WORK TO COMPLETE:
- a) In the company description below, what is eCompanion?
- b) Find every line in the listing below that contains the word "shirt".

DOCUMENT TEXT:
^^^^^^^^^^^^^^^^
The eCollege SystemSM. The eCollege System consists of our proprietary services and software that create and support the operational and academic needs of our customers for their online programs and includes: eCollege Teaching SolutionsSM, eCollege Program Administration SolutionsSM, and our technology infrastructure. The eCollege Teaching Solutions include our fully online course product (eCourse) designed for distance learning and hybrid learning (which encompasses both online and face-to-face class sessions), eCompanion, our lower-priced online supplement to a face to face or on-campus course, and eCollege Content Manager, which is designed to help customers efficiently manage Web-based content items. Our Program Administration Solutions assist our customers’ administrators in enhancing overall program quality and efficient administration, and include online portal products, consulting services, a wide range of standard and custom reports and instructor evaluation solutions. eCollege also offers a suite of professional services that complement its Teaching and Program Administration Solutions.

 

Enrollment Marketing

 

Datamark’s products and services focus on recruiting (lead generation), enrollment (lead conversion) and student retention. Lead generation products consist primarily of direct mail, media placement and interactive marketing solutions. With respect to enrollment products and services, Datamark offers lead conversion systems and training to enhance the performance of a school’s admissions staff, as well as post-lead communication campaigns to increase the number of leads that actually convert into enrollments. Datamark’s retention marketing products and services include a suite of tools for identifying “at risk” students, communication plans to help those students stay in school and monitoring and response plans to keep track of students as they progress through the program.

 

Our products and services, as well as the manner in which we price and sell our products and services, have not changed significantly from the way we described these items in our Annual Report on Form 10-K for the year ended December 31, 2004. Therefore, please refer to that report for a detailed description of our products and services.
^^^^^^^^^^^^^^^^
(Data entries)
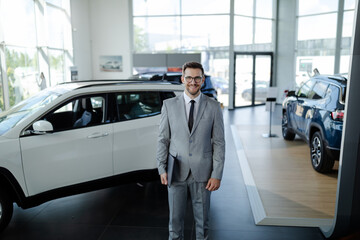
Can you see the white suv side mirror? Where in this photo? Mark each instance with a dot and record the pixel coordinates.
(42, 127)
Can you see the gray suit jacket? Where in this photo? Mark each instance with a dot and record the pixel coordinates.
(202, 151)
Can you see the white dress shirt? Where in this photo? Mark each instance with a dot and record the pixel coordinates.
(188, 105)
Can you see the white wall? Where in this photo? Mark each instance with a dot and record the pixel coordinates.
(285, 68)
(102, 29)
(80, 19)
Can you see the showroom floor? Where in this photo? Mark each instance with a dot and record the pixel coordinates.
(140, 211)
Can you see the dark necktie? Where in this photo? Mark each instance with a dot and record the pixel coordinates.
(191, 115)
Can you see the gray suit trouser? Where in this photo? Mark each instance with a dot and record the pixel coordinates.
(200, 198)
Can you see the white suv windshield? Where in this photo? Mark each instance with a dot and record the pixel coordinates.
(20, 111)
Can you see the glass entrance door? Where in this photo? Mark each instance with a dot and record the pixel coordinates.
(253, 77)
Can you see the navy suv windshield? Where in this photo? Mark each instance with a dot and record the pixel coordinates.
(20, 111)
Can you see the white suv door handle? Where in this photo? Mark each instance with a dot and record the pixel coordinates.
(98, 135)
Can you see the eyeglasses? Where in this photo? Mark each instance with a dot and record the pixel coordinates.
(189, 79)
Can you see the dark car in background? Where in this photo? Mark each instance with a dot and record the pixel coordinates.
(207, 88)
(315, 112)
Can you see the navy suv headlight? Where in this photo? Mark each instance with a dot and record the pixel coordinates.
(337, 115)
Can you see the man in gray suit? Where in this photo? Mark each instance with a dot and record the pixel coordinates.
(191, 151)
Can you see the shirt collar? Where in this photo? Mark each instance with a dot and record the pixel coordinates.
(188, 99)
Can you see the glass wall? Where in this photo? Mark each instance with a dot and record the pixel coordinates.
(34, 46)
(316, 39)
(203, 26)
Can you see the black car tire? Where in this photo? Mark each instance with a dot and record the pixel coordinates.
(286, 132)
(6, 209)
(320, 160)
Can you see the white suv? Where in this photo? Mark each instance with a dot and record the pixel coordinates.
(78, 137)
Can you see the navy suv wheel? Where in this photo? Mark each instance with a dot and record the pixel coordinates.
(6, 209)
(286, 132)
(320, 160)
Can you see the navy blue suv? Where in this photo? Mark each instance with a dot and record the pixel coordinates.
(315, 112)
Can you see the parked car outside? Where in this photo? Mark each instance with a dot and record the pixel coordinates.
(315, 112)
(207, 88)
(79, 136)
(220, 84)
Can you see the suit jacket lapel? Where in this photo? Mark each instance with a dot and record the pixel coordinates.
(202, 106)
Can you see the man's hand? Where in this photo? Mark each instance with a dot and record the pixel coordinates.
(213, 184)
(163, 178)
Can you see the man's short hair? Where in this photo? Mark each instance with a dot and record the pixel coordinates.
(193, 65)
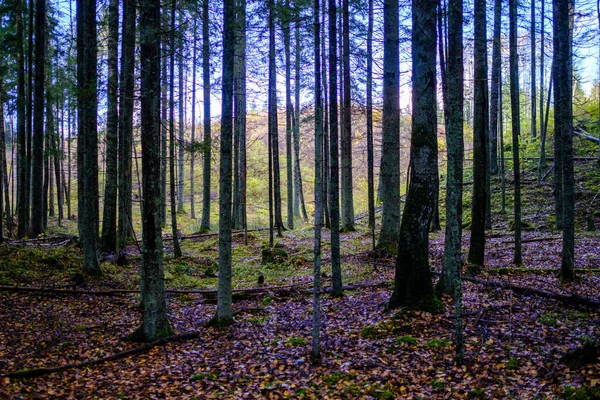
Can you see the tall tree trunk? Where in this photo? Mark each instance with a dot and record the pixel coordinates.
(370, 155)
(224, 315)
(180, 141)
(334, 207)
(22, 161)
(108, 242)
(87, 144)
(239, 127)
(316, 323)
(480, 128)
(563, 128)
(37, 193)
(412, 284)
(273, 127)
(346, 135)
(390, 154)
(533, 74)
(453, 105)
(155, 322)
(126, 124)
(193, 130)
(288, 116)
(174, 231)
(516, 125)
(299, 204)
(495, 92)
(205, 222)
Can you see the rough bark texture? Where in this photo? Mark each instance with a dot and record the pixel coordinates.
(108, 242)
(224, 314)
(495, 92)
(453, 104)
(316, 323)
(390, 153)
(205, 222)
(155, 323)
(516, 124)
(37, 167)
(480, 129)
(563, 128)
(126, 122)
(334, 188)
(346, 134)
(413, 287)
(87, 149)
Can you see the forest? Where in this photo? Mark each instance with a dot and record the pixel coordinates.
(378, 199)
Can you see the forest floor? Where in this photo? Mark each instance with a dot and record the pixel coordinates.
^^^^^^^^^^^^^^^^
SOLUTIONS TO THE PROBLEMS:
- a) It is the lower-priced online supplement to a face-to-face or on-campus course.

- b)
Can you see the white dress shirt? Where in this photo? Mark each instance with a dot and record the pixel coordinates.
Can you see the shirt collar? Where in this photo? Mark each instance with a dot and record the pixel coordinates.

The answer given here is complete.